* **TRAVAIL À FAIRE**: Commencez à la ligne qui contient « Can you find the purple » et arrêtez-vous après celle qui contient « pixel 139 104 ». Présentez ces lignes sous forme de liste numérotée, sans les lignes vides.
::::::
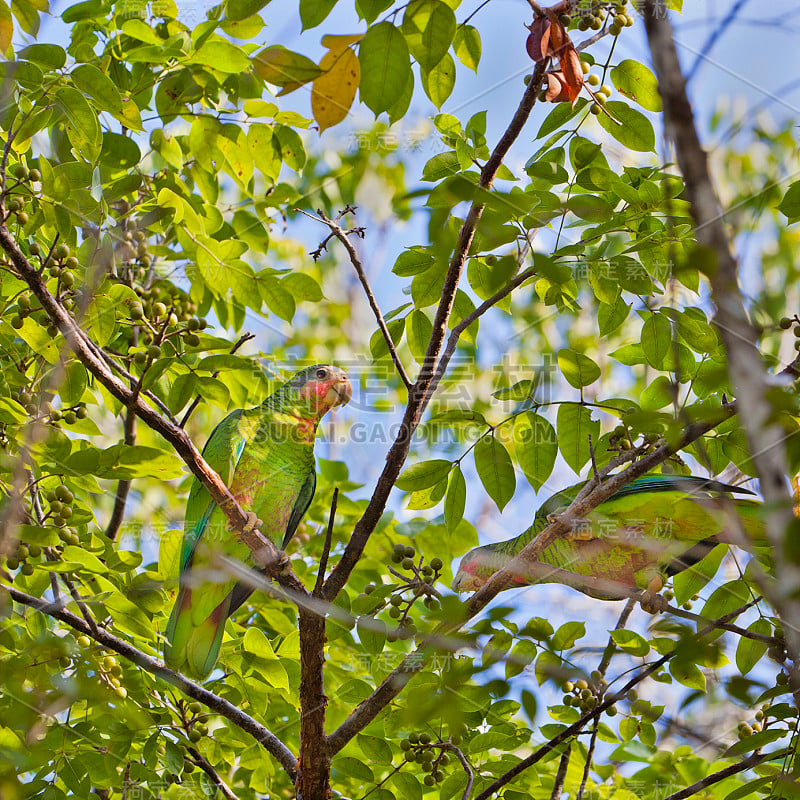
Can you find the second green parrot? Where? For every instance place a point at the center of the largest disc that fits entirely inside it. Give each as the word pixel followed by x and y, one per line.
pixel 265 455
pixel 652 528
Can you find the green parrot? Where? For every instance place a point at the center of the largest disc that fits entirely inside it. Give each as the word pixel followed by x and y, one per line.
pixel 265 455
pixel 650 529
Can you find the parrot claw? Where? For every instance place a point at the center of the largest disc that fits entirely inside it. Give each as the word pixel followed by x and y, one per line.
pixel 651 601
pixel 581 530
pixel 253 523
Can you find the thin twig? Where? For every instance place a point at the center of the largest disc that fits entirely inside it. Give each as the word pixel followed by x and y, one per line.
pixel 245 337
pixel 326 549
pixel 610 700
pixel 561 773
pixel 200 761
pixel 193 690
pixel 752 760
pixel 342 236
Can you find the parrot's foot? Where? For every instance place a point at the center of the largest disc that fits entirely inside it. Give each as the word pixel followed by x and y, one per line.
pixel 651 601
pixel 253 522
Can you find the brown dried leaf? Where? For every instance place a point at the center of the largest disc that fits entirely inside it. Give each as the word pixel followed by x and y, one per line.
pixel 538 43
pixel 559 38
pixel 557 90
pixel 573 74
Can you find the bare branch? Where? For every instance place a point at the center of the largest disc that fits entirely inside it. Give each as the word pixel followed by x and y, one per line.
pixel 200 761
pixel 578 726
pixel 753 760
pixel 746 367
pixel 342 235
pixel 262 735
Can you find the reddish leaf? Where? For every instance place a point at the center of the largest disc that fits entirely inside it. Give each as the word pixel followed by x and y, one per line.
pixel 538 43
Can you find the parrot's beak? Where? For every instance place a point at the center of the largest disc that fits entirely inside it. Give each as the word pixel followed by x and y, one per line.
pixel 340 392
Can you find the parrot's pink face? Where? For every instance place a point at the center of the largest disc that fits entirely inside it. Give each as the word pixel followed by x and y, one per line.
pixel 325 388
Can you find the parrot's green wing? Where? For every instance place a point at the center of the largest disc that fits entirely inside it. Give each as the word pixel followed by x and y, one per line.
pixel 194 626
pixel 300 507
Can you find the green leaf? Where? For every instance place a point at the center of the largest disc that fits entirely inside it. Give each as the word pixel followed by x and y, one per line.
pixel 632 129
pixel 790 203
pixel 412 262
pixel 575 426
pixel 495 470
pixel 637 82
pixel 631 642
pixel 429 27
pixel 656 339
pixel 442 165
pixel 282 67
pixel 423 474
pixel 569 633
pixel 467 46
pixel 371 633
pixel 242 9
pixel 50 56
pixel 418 334
pixel 439 80
pixel 577 368
pixel 223 56
pixel 535 447
pixel 611 316
pixel 455 499
pixel 688 674
pixel 749 651
pixel 97 85
pixel 385 67
pixel 314 12
pixel 88 561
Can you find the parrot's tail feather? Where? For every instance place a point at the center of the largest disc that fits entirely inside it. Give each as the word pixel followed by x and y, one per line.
pixel 194 648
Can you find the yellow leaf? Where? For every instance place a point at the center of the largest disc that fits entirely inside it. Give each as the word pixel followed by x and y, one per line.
pixel 333 92
pixel 6 27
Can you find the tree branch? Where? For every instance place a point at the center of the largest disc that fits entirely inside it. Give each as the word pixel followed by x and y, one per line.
pixel 753 760
pixel 745 366
pixel 342 236
pixel 199 760
pixel 418 394
pixel 124 486
pixel 262 735
pixel 90 355
pixel 609 701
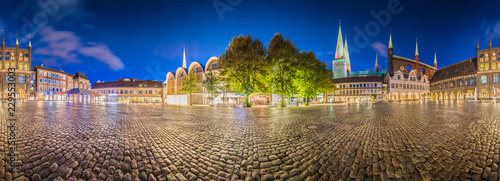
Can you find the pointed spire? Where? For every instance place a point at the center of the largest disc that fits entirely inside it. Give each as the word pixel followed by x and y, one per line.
pixel 416 47
pixel 435 59
pixel 346 55
pixel 490 41
pixel 339 51
pixel 3 38
pixel 477 43
pixel 390 38
pixel 184 57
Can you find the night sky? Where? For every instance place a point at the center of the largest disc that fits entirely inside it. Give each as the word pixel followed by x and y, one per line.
pixel 109 40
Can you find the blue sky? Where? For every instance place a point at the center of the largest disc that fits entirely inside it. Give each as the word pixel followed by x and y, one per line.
pixel 108 40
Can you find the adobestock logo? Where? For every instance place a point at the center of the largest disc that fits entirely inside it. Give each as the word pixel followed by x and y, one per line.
pixel 221 7
pixel 382 18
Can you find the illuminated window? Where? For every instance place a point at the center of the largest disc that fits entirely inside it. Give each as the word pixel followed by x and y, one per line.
pixel 484 79
pixel 496 78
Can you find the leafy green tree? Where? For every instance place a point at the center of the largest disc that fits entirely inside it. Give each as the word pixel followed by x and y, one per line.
pixel 243 64
pixel 211 83
pixel 312 77
pixel 282 58
pixel 190 85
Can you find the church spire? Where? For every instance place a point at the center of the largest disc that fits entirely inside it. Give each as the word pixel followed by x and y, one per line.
pixel 490 41
pixel 390 39
pixel 3 39
pixel 416 48
pixel 339 51
pixel 184 57
pixel 477 47
pixel 17 40
pixel 435 60
pixel 346 56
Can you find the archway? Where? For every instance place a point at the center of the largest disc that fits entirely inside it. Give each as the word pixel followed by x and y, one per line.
pixel 471 94
pixel 459 95
pixel 485 94
pixel 22 94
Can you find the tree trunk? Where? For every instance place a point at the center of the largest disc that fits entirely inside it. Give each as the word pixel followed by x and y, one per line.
pixel 282 100
pixel 191 99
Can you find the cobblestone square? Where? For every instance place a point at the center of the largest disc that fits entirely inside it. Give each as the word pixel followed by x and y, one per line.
pixel 397 141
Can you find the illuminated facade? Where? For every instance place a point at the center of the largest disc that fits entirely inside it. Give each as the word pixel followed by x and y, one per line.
pixel 128 90
pixel 52 84
pixel 342 63
pixel 358 86
pixel 20 59
pixel 408 79
pixel 174 81
pixel 472 79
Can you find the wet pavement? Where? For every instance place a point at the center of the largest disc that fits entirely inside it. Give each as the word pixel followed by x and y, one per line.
pixel 396 141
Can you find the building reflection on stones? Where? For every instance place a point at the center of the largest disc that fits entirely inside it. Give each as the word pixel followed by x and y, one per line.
pixel 20 60
pixel 128 90
pixel 471 79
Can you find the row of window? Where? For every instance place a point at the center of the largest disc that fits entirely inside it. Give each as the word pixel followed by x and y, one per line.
pixel 53 75
pixel 472 81
pixel 140 85
pixel 484 67
pixel 21 79
pixel 409 86
pixel 52 81
pixel 12 53
pixel 411 78
pixel 127 92
pixel 21 66
pixel 48 88
pixel 357 85
pixel 348 92
pixel 14 58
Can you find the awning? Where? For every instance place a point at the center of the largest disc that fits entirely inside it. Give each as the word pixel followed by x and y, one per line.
pixel 78 91
pixel 234 95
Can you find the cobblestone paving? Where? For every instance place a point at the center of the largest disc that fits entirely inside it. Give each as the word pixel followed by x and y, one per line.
pixel 399 141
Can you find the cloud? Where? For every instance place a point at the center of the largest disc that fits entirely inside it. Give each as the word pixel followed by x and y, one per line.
pixel 380 48
pixel 63 47
pixel 102 53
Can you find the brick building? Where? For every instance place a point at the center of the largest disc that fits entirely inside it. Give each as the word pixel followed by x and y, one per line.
pixel 128 90
pixel 52 84
pixel 20 59
pixel 474 78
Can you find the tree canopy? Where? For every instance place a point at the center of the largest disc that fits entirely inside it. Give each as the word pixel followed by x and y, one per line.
pixel 242 64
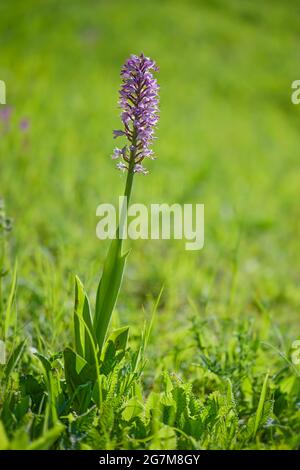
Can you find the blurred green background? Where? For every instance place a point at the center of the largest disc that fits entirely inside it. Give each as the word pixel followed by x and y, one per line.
pixel 228 137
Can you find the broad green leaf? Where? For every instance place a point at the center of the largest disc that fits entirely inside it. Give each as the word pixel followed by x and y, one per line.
pixel 52 391
pixel 260 407
pixel 80 377
pixel 83 328
pixel 114 350
pixel 15 357
pixel 132 409
pixel 108 290
pixel 3 439
pixel 9 308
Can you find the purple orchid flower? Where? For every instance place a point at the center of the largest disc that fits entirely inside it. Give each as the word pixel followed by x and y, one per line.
pixel 139 104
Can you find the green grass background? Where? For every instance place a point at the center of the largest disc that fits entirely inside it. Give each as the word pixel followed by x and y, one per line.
pixel 228 137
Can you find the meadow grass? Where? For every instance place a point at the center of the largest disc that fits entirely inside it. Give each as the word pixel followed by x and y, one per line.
pixel 208 359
::::::
* **CORRIGÉ DÉTAILLÉ**:
1. Can you find the purple orchid flower? Where? For every instance place a point at the center of the largest disc that fits entirely inside it. Give each as the word pixel followed by x and y, one per line.
2. pixel 139 104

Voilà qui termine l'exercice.